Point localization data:
##############################
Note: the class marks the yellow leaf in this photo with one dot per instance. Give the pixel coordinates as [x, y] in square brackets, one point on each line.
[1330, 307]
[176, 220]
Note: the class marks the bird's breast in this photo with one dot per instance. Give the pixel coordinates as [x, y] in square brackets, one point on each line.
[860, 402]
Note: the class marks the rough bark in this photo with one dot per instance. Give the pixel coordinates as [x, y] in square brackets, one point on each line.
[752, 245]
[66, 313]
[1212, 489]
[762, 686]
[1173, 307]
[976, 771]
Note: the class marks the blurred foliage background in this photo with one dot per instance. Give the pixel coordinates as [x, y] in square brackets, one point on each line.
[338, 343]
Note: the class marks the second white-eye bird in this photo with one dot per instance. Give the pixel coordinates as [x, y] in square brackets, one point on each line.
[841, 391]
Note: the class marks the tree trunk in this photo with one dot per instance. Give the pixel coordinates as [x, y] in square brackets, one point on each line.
##############################
▸ Assignment: With no additions or omissions, transcribe every record.

▸ Response below:
Note: the class marks the yellow leaf in this photo with one dot per instance. Give the pixel coordinates as [x, y] in square brackets, one point on each line.
[1330, 307]
[176, 220]
Note: the class marks the bird's breast in this photo with one dot per instance. Give the pixel coordinates as [x, y] in square brackets, one point on each line.
[860, 402]
Note: the class marks the rough bark in this photo with one dot per instance. Give the pixel coordinates as [x, y] in square brackets, one point on each line.
[752, 245]
[66, 313]
[1212, 489]
[762, 686]
[1173, 307]
[976, 771]
Note: the class marks the blurred foliage background in this photo with one dot per instance. Give the pixel coordinates as [x, y] in square brackets, one point on each line.
[338, 343]
Note: the class marks the second white-eye bird in this photo with one dot per instance. Give the pixel coordinates as [x, y] in square brackets, one point on each line.
[841, 391]
Note: the class marks the tree trunk in this photo with one dot per instance. Give the pixel coordinates as [x, y] in square brackets, one point on each line.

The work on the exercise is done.